§ REQUIRED WORK
Pick out each line in the records below that contains the word "grey", and copy those lines.

[Collected data entries]

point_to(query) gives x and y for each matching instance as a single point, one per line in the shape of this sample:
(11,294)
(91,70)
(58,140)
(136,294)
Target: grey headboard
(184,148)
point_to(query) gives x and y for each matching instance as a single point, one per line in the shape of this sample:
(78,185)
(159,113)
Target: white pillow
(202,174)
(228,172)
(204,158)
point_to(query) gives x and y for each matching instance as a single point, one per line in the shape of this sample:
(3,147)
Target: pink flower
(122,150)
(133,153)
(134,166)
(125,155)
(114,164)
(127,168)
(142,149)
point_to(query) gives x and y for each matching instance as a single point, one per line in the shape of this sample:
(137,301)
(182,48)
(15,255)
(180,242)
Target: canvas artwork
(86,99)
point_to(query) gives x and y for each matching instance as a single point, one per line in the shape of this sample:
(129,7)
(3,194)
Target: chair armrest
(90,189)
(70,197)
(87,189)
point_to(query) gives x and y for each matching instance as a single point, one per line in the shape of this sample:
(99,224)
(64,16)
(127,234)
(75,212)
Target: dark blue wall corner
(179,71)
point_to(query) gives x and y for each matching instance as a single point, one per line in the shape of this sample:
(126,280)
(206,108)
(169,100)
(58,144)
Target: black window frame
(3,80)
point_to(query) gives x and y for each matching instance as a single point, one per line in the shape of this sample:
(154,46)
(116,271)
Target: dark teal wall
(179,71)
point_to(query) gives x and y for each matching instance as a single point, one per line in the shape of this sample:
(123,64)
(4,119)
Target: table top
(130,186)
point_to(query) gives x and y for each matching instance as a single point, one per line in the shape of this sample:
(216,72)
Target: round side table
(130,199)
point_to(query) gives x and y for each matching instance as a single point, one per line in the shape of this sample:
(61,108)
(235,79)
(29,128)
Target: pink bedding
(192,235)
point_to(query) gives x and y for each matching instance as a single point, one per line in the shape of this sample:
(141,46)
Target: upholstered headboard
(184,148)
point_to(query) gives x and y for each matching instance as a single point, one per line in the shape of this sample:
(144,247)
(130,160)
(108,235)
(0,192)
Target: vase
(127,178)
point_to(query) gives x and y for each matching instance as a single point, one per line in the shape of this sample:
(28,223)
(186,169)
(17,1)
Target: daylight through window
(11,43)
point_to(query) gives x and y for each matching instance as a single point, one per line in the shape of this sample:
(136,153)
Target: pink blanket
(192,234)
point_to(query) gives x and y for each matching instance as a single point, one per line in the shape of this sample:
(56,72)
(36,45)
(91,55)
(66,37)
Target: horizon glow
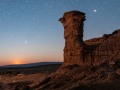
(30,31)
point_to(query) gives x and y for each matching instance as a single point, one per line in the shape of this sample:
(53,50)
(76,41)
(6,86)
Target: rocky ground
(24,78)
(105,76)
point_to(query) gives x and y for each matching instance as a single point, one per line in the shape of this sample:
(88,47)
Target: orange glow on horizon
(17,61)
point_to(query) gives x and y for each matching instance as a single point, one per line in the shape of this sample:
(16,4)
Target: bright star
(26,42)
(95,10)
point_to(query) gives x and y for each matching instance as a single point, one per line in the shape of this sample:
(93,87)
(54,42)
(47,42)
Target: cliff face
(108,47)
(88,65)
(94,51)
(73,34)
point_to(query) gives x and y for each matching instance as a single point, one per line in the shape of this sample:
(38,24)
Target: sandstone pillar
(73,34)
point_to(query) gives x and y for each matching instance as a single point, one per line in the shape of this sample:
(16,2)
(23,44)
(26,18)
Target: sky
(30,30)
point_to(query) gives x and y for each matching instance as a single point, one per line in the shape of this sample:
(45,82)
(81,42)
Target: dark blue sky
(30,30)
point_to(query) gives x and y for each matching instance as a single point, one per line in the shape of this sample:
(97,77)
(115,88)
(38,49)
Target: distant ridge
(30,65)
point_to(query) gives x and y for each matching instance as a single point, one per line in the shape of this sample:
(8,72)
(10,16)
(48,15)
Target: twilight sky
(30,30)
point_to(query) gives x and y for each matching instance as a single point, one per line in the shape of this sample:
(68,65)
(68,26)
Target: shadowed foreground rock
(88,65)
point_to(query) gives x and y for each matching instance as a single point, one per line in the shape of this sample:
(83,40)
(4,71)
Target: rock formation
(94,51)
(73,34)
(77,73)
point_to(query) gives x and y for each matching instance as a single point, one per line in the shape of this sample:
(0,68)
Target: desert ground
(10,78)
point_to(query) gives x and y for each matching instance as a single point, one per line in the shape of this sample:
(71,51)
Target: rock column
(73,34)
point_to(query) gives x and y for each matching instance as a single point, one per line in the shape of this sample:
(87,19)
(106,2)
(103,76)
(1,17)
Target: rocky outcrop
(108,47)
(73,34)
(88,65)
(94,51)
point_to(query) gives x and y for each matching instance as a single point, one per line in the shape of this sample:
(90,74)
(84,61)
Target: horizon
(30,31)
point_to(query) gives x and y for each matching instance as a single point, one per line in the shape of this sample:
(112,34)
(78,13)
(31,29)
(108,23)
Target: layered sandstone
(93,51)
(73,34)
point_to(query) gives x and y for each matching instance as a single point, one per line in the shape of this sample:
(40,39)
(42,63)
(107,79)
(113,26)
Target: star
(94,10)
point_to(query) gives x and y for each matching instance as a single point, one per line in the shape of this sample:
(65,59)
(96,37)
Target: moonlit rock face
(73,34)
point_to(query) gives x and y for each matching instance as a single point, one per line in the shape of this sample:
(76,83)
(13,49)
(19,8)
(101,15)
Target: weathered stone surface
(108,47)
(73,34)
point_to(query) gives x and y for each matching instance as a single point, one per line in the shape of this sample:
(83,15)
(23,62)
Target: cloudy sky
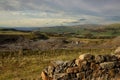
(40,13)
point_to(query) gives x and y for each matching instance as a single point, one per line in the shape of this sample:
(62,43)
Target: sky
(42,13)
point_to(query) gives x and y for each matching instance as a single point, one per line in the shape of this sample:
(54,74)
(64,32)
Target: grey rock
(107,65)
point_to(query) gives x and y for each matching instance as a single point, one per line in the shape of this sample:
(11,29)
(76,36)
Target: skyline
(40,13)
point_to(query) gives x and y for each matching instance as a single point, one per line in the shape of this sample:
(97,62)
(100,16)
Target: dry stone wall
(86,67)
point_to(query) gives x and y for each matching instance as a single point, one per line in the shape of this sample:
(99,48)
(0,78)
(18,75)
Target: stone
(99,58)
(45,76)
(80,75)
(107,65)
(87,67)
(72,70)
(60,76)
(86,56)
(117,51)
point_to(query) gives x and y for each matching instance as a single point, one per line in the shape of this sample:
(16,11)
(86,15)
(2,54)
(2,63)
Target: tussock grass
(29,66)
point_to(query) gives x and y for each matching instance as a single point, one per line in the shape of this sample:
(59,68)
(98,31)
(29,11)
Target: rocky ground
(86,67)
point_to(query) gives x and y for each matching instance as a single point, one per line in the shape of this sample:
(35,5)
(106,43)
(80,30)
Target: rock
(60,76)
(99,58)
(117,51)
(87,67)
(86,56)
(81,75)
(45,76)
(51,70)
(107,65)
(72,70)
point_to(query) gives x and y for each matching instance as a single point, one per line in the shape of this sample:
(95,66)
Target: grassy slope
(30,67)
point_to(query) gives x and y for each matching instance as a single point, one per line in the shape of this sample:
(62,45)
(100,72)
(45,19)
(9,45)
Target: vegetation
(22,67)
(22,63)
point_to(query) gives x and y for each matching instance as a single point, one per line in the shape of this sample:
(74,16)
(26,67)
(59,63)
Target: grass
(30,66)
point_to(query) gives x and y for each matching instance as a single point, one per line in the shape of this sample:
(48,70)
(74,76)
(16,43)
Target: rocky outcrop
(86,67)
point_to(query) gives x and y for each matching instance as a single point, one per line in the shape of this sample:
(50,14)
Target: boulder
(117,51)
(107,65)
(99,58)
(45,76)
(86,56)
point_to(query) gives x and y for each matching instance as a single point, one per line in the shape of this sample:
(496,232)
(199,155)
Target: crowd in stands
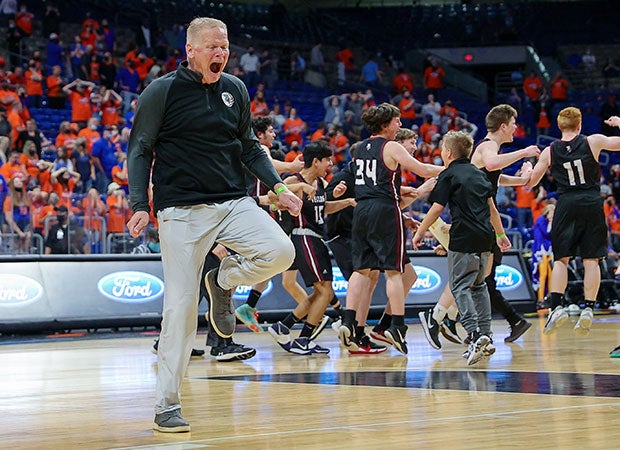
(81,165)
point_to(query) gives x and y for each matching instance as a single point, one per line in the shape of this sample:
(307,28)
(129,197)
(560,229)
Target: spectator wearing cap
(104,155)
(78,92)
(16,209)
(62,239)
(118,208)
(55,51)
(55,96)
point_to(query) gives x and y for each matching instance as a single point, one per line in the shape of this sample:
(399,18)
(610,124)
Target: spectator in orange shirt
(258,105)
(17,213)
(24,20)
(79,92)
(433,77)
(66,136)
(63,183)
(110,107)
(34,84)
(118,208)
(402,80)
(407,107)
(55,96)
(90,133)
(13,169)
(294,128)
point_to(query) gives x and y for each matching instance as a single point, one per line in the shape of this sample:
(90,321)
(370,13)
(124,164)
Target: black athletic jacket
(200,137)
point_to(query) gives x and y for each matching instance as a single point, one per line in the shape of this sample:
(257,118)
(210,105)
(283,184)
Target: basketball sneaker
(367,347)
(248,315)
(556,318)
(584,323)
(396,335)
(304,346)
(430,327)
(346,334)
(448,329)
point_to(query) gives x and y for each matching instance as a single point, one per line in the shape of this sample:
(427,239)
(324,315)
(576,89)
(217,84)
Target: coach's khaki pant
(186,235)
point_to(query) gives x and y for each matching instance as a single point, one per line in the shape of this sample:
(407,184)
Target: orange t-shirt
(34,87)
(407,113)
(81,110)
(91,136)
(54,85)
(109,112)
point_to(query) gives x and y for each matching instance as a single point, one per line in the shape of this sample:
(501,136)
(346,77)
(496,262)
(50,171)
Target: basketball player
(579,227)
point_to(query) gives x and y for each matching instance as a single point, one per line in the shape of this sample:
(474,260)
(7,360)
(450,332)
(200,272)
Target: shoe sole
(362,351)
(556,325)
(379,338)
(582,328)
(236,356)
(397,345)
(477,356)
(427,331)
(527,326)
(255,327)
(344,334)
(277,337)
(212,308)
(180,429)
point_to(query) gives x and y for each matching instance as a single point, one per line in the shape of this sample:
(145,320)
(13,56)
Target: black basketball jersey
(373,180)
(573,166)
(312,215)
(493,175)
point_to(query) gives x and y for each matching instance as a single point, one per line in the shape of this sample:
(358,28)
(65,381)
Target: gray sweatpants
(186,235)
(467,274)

...

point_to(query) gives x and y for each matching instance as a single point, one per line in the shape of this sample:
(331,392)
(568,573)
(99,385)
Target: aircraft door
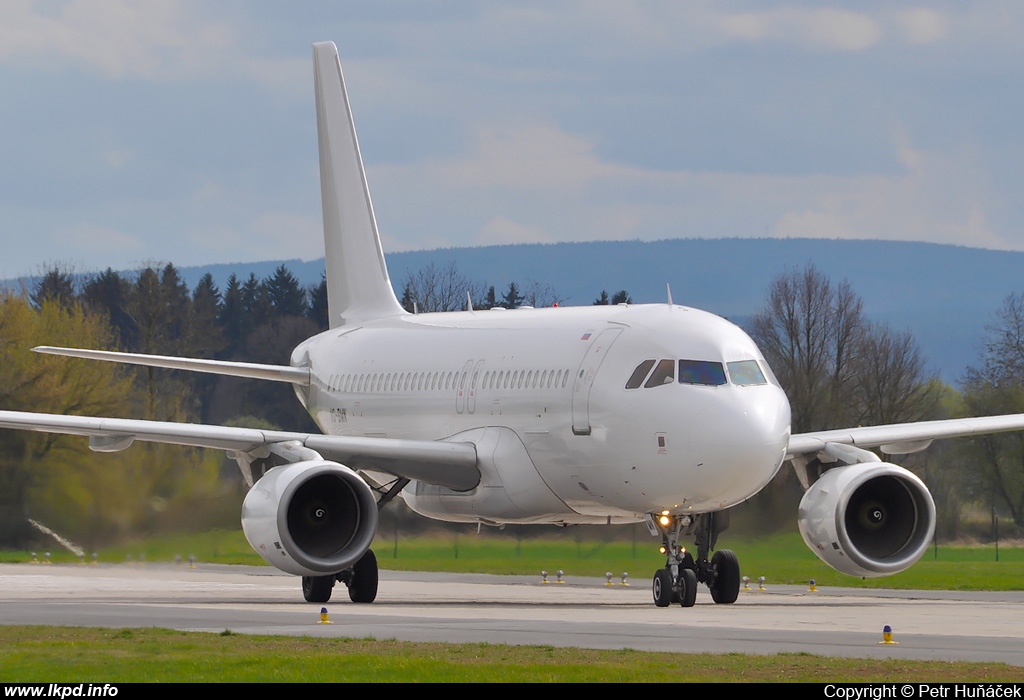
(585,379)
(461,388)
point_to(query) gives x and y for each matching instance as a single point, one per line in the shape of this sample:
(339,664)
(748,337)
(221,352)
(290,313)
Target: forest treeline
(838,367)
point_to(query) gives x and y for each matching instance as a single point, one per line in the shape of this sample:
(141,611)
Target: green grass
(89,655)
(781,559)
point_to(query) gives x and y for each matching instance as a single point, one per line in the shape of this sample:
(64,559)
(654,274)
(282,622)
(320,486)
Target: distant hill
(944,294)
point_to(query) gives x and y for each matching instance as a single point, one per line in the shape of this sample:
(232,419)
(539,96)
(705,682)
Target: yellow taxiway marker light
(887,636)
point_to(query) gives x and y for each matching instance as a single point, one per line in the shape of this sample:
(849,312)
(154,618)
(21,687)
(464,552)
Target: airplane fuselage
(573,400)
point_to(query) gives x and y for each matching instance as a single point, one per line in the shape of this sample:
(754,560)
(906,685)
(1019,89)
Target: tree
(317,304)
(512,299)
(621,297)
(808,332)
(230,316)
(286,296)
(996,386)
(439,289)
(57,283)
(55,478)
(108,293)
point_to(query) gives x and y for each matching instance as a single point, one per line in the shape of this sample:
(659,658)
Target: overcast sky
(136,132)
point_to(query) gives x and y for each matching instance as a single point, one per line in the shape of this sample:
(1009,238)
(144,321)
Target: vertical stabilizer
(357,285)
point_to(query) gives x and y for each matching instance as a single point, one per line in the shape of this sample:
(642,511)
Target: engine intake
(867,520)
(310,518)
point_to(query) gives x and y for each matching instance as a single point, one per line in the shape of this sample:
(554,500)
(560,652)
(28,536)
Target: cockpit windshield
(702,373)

--

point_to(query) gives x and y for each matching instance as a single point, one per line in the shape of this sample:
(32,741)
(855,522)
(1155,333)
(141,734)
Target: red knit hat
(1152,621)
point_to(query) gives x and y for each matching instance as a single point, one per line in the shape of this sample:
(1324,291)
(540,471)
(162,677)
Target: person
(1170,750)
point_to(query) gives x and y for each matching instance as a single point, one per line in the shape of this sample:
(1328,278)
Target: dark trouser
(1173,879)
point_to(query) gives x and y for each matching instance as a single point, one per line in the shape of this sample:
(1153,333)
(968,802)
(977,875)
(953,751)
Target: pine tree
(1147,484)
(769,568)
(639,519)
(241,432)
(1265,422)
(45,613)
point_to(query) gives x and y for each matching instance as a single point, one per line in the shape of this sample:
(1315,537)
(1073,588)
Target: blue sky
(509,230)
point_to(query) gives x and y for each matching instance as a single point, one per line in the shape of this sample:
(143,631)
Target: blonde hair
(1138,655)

§ REPLY
Target: grey headboard
Target: grey rock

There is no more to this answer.